Reading passage
__________________________________________________

That night I cried and cursed God for allowing such suffering. Every morning as we drove in, and every afternoon as we drove out, I cursed him. I didn't pray anymore, I yelled at him. I remember one night distinctly when I was home alone at my host home and I was overcome by this hurt and rage that I just threw this thing across the room (I don't remember what it was), fell to my knees and screamed "What am I supposed to do?!" And cried.

Then one day, in my second week at the disability center, I returned to my spot beside the small girl with the large head. Swishing the ever-present flies away, I began my daily routine of rubbing her arms and legs and talking to her. I played with her hand and examined her tiny fingers and was overcome by this need to sing to her. With no idea what to sing, I began singing Amazing Grace. As I sang, her ever-moving eyes locked onto my face for a moment, her grip tightened around my finger and she smiled. Right there, I began to cry. I had been living my past two weeks hating God for allowing so much suffering and pain in these people. But right in front of me, I saw a little girl who hadn't responded to me since I had been there, smile at the name of our God. If that isn't a slap to the face, I don't know what is. I went home crying that night, asking for forgiveness. That next morning, as we drove into Olieven, I began to notice something. Joy. I watched children run screaming, playing a rendition of tag. I saw laughter and fellowship between two men as they braaied up some fresh chicken, I saw the happiness that was below the poverty.

As I continued my work at the school, I fell in love with the children and the people in this township. I realized that God is working here, changing the people, the children, into what he wants them to be. I stood in awe of his work.

Now, as we say our last goodbyes to our much loved community partners, and leave Olievenhoutbosch for the last time on this particular journey, my heart is shattered. But this time, for leaving such a beautiful community and its beautiful people.

You can safely say that Jesus wrecked my life. But in the rubble, grew a small flower. Hope.






Wednesday, November 6, 2013

Pomfret, South Africa

There is so much I could say about Pomfret, I have no idea where to start.

Yesterday we arrived back in Centurion, after having been crammed into a too-small minibus like a clown car for 10 hours with 15 tired, broken-hearted family members.

__________________________________________________

Material supplied
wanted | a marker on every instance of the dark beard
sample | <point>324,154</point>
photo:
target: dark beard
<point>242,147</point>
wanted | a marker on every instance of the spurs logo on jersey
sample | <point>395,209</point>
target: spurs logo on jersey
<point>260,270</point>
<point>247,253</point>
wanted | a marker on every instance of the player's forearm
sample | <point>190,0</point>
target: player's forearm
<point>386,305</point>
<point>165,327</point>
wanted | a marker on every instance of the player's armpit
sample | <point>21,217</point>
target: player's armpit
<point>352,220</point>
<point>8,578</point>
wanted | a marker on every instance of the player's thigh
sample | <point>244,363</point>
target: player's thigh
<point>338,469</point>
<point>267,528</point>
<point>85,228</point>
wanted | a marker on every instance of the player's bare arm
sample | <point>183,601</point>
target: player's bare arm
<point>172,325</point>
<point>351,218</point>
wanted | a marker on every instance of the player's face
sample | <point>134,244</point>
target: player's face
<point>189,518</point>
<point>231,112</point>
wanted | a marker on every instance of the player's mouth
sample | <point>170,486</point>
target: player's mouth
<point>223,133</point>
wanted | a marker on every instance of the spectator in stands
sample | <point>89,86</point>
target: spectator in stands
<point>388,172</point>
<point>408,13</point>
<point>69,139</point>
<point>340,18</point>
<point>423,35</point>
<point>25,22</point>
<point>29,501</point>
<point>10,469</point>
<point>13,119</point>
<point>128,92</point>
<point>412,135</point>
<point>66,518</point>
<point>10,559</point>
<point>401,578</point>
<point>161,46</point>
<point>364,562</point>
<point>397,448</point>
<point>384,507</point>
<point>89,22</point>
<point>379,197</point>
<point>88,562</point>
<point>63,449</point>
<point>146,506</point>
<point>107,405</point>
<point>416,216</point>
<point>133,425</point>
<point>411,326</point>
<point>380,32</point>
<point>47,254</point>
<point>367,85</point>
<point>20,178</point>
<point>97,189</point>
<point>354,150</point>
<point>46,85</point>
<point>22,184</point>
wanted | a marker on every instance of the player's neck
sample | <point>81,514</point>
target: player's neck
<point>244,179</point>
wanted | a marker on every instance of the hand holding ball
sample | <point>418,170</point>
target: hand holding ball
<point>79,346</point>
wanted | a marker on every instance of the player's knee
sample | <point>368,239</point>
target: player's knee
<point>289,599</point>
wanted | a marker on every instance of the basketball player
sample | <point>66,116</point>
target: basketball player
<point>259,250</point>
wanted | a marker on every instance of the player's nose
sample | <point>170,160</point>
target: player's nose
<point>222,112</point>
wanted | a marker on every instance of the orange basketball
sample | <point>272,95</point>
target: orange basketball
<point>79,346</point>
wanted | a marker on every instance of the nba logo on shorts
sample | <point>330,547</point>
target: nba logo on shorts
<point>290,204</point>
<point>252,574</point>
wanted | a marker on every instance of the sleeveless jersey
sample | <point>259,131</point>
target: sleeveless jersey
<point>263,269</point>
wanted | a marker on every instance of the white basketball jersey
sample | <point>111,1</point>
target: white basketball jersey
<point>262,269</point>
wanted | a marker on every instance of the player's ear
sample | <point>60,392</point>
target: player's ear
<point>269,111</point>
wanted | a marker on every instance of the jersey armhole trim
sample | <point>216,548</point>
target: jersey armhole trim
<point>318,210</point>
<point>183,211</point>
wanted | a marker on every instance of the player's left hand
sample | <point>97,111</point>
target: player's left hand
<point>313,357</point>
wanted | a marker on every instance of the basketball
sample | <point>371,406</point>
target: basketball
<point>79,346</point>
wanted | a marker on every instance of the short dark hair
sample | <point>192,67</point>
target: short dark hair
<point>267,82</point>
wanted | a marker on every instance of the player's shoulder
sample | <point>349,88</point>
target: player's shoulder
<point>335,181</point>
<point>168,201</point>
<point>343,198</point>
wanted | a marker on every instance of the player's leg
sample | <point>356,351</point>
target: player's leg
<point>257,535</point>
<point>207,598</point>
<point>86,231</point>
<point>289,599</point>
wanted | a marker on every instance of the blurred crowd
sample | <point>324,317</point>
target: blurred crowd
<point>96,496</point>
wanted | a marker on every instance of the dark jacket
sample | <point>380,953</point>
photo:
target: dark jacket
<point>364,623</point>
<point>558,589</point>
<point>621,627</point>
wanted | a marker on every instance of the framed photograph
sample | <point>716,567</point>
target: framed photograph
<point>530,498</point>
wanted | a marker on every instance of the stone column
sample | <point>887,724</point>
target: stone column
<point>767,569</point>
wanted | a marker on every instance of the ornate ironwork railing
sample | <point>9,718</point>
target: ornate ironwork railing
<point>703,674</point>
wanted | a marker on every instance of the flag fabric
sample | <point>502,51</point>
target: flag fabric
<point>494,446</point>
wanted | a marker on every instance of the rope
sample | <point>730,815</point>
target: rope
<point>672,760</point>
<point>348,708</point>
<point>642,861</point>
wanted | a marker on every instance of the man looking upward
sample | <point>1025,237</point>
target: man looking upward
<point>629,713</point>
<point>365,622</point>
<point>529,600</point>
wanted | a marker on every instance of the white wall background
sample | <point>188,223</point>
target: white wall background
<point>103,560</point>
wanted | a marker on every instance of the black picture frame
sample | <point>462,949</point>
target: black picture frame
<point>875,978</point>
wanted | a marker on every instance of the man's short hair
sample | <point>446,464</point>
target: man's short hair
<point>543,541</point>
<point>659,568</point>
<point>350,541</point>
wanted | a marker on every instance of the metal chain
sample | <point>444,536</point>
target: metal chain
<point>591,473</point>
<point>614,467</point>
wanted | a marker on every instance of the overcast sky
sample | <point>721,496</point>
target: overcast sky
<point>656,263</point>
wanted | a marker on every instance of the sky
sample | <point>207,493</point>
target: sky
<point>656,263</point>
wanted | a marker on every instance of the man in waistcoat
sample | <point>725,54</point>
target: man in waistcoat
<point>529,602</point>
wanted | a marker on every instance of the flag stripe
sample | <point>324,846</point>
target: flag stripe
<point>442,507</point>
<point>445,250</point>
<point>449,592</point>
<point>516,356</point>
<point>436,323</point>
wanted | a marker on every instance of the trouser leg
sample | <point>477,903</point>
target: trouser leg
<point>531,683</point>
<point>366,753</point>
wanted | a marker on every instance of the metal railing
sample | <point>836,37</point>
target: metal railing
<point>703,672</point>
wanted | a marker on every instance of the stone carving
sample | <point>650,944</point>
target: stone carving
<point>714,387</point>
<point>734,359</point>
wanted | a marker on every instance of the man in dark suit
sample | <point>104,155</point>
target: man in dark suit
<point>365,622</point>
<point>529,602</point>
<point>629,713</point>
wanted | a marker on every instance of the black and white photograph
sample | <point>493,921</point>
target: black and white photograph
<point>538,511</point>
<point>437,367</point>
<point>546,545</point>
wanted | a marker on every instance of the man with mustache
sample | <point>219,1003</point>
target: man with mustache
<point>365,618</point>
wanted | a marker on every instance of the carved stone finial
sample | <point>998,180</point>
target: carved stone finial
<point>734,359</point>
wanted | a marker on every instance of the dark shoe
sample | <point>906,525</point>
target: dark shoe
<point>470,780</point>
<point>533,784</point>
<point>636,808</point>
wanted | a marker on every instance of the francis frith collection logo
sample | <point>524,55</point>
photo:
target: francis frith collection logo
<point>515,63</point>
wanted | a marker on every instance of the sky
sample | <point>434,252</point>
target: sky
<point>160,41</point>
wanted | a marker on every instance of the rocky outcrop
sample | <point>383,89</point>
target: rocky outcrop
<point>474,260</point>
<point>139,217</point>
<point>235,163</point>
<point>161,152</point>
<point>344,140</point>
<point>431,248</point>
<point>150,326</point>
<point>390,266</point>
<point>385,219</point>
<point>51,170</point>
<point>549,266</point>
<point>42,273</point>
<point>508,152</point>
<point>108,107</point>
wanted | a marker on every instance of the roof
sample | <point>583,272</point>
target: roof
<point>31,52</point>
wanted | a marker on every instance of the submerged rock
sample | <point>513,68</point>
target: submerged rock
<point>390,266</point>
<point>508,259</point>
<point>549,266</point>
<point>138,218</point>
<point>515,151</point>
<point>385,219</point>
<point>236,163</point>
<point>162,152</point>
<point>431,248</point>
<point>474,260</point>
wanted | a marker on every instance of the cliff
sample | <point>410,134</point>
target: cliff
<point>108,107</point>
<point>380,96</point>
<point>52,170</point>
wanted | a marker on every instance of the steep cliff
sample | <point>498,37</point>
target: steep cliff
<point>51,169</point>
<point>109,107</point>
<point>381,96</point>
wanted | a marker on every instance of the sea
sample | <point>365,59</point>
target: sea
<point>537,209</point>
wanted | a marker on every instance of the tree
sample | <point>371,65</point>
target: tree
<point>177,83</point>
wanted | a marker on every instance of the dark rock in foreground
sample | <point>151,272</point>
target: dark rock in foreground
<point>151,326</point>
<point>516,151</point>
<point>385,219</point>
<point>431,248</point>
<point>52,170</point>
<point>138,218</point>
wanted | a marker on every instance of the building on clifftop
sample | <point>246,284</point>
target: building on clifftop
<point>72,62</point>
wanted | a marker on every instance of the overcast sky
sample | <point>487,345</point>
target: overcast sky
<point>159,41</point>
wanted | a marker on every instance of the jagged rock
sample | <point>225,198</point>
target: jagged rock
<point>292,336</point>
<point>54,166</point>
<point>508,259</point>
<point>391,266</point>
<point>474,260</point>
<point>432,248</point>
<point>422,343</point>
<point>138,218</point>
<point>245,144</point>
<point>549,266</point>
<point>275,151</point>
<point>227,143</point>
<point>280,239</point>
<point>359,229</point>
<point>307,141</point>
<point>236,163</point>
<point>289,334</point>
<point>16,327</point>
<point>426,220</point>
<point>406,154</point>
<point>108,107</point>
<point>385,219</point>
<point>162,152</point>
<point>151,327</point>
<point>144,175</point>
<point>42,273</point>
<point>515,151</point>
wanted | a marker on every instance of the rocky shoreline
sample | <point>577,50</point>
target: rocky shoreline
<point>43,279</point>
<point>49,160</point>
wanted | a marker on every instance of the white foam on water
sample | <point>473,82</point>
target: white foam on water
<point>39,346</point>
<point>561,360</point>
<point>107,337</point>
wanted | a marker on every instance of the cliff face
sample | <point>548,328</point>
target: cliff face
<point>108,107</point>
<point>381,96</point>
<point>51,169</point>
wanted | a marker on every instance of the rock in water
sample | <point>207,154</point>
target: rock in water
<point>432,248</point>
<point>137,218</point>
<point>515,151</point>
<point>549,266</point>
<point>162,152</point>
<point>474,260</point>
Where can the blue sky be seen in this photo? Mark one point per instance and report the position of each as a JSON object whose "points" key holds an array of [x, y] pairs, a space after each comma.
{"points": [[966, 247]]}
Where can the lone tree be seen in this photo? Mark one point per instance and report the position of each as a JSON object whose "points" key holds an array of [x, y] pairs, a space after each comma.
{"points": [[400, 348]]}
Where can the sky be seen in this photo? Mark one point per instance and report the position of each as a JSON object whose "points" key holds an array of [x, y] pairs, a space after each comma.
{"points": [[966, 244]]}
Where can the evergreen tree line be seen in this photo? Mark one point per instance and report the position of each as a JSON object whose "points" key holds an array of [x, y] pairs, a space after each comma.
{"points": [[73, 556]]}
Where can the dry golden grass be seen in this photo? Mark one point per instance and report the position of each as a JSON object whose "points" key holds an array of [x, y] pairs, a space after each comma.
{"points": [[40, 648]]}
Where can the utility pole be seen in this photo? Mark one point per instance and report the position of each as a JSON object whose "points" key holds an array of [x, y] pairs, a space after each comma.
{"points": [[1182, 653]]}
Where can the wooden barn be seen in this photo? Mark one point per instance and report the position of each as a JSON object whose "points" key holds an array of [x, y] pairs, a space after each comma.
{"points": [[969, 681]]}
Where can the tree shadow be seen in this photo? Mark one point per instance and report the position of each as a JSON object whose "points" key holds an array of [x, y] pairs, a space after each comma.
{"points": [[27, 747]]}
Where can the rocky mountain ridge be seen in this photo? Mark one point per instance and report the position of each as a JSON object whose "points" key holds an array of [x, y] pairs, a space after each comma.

__________________________________________________

Complete the following
[1] Rescale the rows from the start through the line holding "<point>247,253</point>", inclusive, and write all of those lines out again, requests included. Multiply every point coordinate in the answers by 1.75 and round to whole numbers, with halves going up, while the request lines and their sample points stay unchanged.
[2] Pick up the South Africa travel journal after its last sentence and carry it on.

Outputs
[1]
wanted | a marker on every instance of the dark beard
sample | <point>324,154</point>
photo:
target: dark beard
<point>424,257</point>
wanted | a marker on every instance of the spurs logo on jersey
sample | <point>395,209</point>
target: spurs logo on jersey
<point>455,473</point>
<point>432,443</point>

[2]
When we left Centurion for Pomfret a month ago, we knew each other well enough but it wasn't a family. We drove 11 hours and arrived in Pomfret having no clue what to expect. When you first arrive, it breaks your heart. The community is in rags and the people are obviously in rags as well. Houses are falling apart, starving children roam the street and there are loose goats, donkeys, chickens and dogs everywhere. Sometimes the dogs are more well taken care of then the children. People have no hope for change, they have no motivation, no jobs and certainly no money. They live off of pension, they drink way to much most of the time and live in the shattered shell of what this town used to be. You see pain, and suffering at your first glance..

But look again. Always look again.

The beauty is deeply ingrained in the people and the places. If you look in a dark, broken building, you hardly notice, but there is a small flower tree growing in the corner or through the window. If you look at a broken down home, sometimes that broken building is used for a church building on Sundays. And if you sit down and talk to the people, you see just how amazing they truly are. They laugh and smile more genuinely than a lot of people I know. They tell stories, laugh, teach you their language and share what little they have.

I can't count the amount of times I walked hand in hand with filthy, smelly, snotty children but didn't see the filth. All I saw was how much I loved them. Their smiles shine like the stars in a dark sky. They come running, "Auntie Gwen! Auntie Gwen!" And I am so overwhelmed with my love for them that I don't even see how filthy they are, I swoop them into my arms and kiss them and tell them I love them over and over again. Because I don't know when or if they ever hear those words. Because I love them, and God said to love the least of these. Boy do I.

The children do not say "I love you", they say "I love you too much" and it took me a week or two to really understand what it means. When little 3 year old Lesego looks at me with her too-big chocolate eyes and grins her toothy grin and says "I wuve you too mush", my heart bursts. This little girl is the size of a 1-year old, and she is 3. Her family were alcoholics and she and her older sister (also in the home) were starving. Zelda, the leader of ECO in Pomfret, took them in and showered them with love and food. They are blossoming under the wing of Christ.

(Lesego)

When a child looks at you and says "I love you too much" and when I say it back, I mean it. I love them too much. My love for them is overwhelming, over the top, and out of control. I love them as Christ does. I can't describe to you in words my love for these children.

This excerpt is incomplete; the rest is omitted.